There was a significant increase in the number of census tracts in Brazil. While the total number of cities barely changed, the total number of census tracts increased by more than 40%, reaching over 454 thousand.

The table below summarizes the changes in the past 3 editions of the Census.

Year Num. Cities Num. Census Tracts Population
2000 1.058 254.855 169.590.693
2010 5.565 316.545 190.755.799
2022 5.571 454.047 203.080.756

Higher Resolution

An obvious improvement from the 2010 census tracts is the gain in spatial resolution. The maps below show the central area of Curitiba where there was a 33% increase in the number of total census tracts.

Important considerations

Some important considerations to keep in mind when working with census tracts.

  1. Shape is not time consistent.
  2. Number of census tracts varies.
  3. Area of census tracts can be very different.

Census tracts follow the evolution of cities. As cities grow in size and complexity, so do the shape and number of the tracts. In the 2010 Census, São Paulo had nearly 19.000 census tracts, in the most recent Census it had 27.600 tracts, a 45% increase. Note that the borders of the city remained unchanged during this period.

New census tracts aren’t necessarily subsets of previously existing tracts. This means that comparing census tracts through time is not so straightforward. A way to standardize census tracts is to “dissolve” them into a statistical grid and either (1) use this higher resolution grid directly; or (2) use the grid as an intermediary step to interpolate different census data into a common standard.

Census tracts can vary a lot in size. It’s a common practice to include large chunks of uninhabited land (e.g. public parks) into a single huge census tract. This means that creating “intensive” variables such as population density can be tricky in some cases.

MATERIAL:
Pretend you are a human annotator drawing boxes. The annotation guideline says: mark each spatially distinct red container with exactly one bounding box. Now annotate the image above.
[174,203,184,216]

INSTRUCTIONS:
1/ Retype the part of the census tract text starting at "3. Area of census" and ending at "a common standard.".
2/ According to the census tract text, by what percentage did São Paulo's number of census tracts grow between the 2010 Census and the most recent one?

RESULTS OF THE TASKS:
1/
3. Area of census tracts can be very different.

Census tracts follow the evolution of cities. As cities grow in size and complexity, so do the shape and number of the tracts. In the 2010 Census, São Paulo had nearly 19.000 census tracts, in the most recent Census it had 27.600 tracts, a 45% increase. Note that the borders of the city remained unchanged during this period.

New census tracts aren’t necessarily subsets of previously existing tracts. This means that comparing census tracts through time is not so straightforward. A way to standardize census tracts is to “dissolve” them into a statistical grid and either (1) use this higher resolution grid directly; or (2) use the grid as an intermediary step to interpolate different census data into a common standard.

2/ It grew by 45%.